In the rows below, copy verbatim the stretch from the line containing "Query: Detect the lion's chin" through the line containing "292,237 -> 341,269", both included.
%%
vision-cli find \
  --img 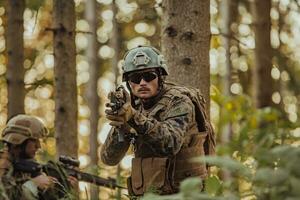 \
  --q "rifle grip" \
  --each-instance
[116,129,125,142]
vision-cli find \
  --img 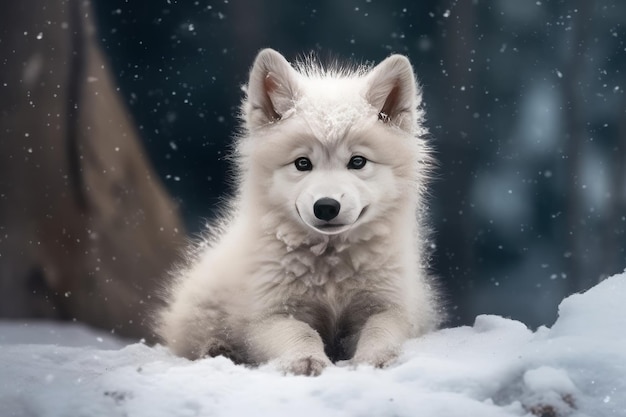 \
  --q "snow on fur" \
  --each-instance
[0,273,626,417]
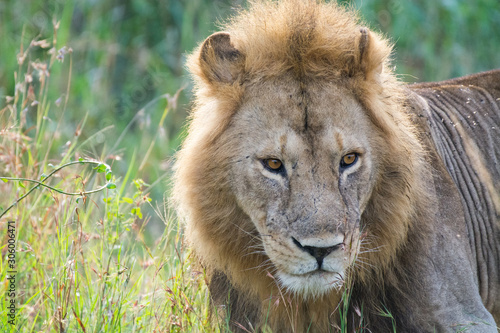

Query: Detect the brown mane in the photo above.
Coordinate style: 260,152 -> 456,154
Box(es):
174,0 -> 438,331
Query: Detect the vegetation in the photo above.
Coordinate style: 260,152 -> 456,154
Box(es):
0,0 -> 500,332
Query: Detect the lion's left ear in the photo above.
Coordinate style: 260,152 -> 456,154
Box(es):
351,28 -> 391,83
199,32 -> 244,84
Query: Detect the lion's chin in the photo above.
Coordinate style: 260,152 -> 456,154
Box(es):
278,270 -> 344,298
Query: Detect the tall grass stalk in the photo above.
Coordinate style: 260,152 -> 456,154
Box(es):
0,18 -> 213,333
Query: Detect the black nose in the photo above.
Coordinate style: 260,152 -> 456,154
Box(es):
292,237 -> 341,269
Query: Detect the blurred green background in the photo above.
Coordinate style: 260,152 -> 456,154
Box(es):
0,0 -> 500,233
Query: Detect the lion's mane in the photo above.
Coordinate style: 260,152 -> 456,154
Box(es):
173,0 -> 425,327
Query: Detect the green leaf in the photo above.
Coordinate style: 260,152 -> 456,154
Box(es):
130,207 -> 142,219
94,163 -> 106,173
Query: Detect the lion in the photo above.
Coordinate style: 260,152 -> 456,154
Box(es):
173,0 -> 500,333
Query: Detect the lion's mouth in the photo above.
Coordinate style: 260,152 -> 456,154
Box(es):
278,269 -> 344,297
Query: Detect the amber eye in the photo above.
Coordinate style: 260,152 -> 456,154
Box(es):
262,158 -> 283,172
340,153 -> 358,168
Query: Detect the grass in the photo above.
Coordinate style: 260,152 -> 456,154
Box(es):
0,23 -> 218,333
0,0 -> 500,333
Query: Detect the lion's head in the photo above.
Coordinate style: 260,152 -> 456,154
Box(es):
174,1 -> 422,326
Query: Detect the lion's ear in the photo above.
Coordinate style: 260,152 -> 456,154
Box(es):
199,32 -> 244,83
351,28 -> 390,82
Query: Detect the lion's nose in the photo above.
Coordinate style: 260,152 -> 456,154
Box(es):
292,237 -> 342,269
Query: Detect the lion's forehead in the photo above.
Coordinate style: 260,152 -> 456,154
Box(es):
236,79 -> 370,156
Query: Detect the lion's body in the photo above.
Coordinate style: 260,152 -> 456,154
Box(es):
174,0 -> 500,332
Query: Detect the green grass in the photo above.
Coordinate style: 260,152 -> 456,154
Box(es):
0,0 -> 500,333
0,20 -> 219,332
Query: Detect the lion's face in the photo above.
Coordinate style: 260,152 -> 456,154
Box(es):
225,78 -> 377,297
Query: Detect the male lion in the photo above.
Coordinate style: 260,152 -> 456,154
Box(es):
174,0 -> 500,333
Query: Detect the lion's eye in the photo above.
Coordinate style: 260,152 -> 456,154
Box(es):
262,158 -> 283,172
340,153 -> 358,168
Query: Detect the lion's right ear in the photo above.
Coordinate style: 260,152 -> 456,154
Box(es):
199,32 -> 244,84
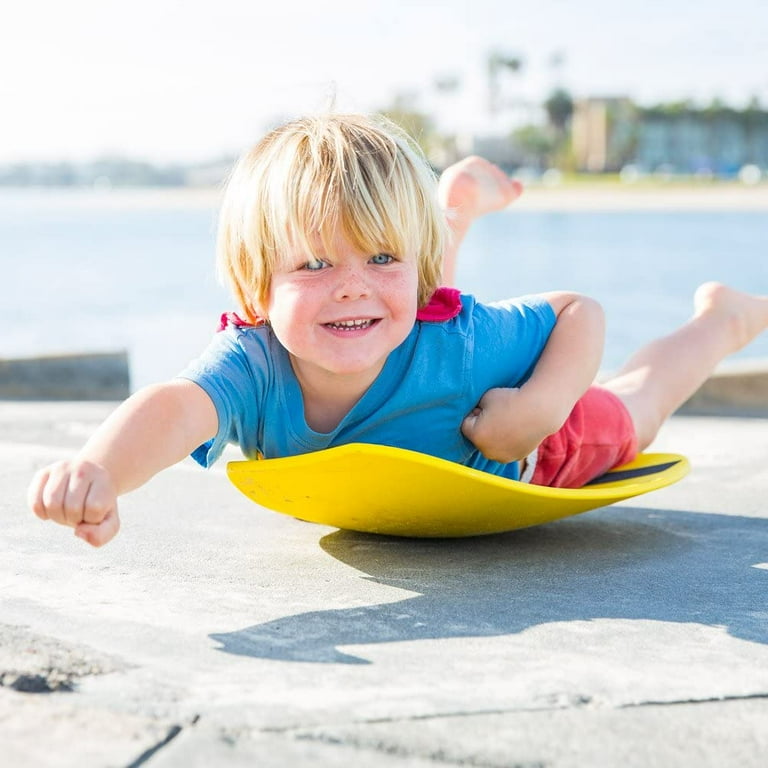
%%
» **THE RESPONSE**
Query: Detect the lion's chin in the photo above.
Coordinate style: 260,152 -> 456,154
Box(es):
278,270 -> 344,298
Query: Detect the tall grass stalk in the photo above.
Coordinate style: 260,152 -> 456,154
Box(es):
0,18 -> 213,333
Query: Detect the black nose in the photo above.
Coordinate style: 260,152 -> 456,154
Box(es):
292,237 -> 341,269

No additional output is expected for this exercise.